• Text passage:
****

CW: swears
I'm writing this post because I need to and I'm not sure why. I have a feeling that once I reach the end I'll just put a full-stop (Americans: a "period") and leave it at that and press post and never look at it again.
There are still a few posts to be written up concerning the regular PARIAH Saturday sandbox, there's more to come from the guide to building a proto-neolithic psychedelic animist sandbox and I still need to do a follow-on post for my interpretation of Jones' Oracular Dungeon Generator. I'm not even going to mention the number of unpublished drafts (well, I just did) sat on my logger dashboard taunting me each time I come to check in on the spam-commenters.
Nonetheless, after this unnecessarily lengthy intro which none of you asked for, I present this:
(JAUNTY THEME MUSIC STARTS...)
WHAT AM I LOOKING AT YOU MOOK
Behold, what you see before you is:- The blue dotted line represents a 1 foot by 1 foot. It is roughly the same size as a vinyl LP sleeve. What do you mean "idk"? Okay, it's about the length and breadth of your standard issue 30cm school ruler (Americans: "12 inch rule").
- I said "about" meaning approximately yes yes 1 foot is equal to 30.48 cm. ROUGHLY.

****

• Information supplied:
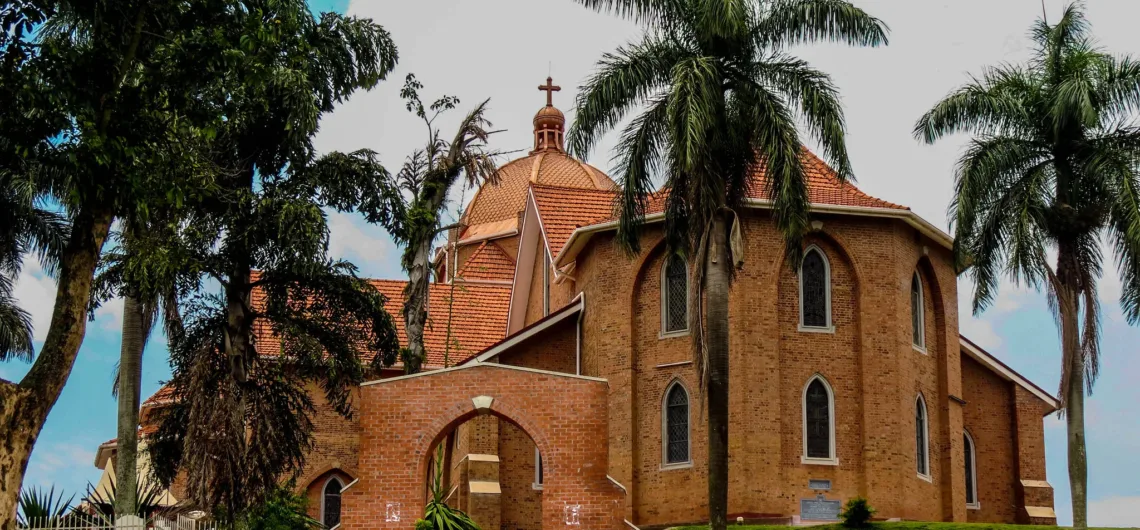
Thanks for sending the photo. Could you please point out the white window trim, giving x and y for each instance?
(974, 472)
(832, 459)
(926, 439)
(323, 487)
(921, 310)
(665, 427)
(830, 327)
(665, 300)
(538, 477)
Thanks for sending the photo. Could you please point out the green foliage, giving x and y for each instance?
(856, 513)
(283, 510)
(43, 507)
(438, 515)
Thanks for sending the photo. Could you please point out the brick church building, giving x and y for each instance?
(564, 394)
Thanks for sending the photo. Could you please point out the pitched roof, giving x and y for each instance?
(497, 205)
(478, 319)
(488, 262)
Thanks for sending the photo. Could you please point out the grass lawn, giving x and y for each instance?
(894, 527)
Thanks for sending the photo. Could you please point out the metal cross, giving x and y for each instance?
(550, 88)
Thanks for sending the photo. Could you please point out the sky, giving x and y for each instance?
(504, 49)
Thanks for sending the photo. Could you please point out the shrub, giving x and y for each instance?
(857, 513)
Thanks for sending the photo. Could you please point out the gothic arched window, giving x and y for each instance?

****

• Instructions for the task:
From the blog post, copy word for word the passage that begins at the words "There are still" and stops after "THEME MUSIC STARTS...)".

• Written reply:
There are still a few posts to be written up concerning the regular PARIAH Saturday sandbox, there's more to come from the guide to building a proto-neolithic psychedelic animist sandbox and I still need to do a follow-on post for my interpretation of Jones' Oracular Dungeon Generator. I'm not even going to mention the number of unpublished drafts (well, I just did) sat on my logger dashboard taunting me each time I come to check in on the spam-commenters.
Nonetheless, after this unnecessarily lengthy intro which none of you asked for, I present this:
(JAUNTY THEME MUSIC STARTS...)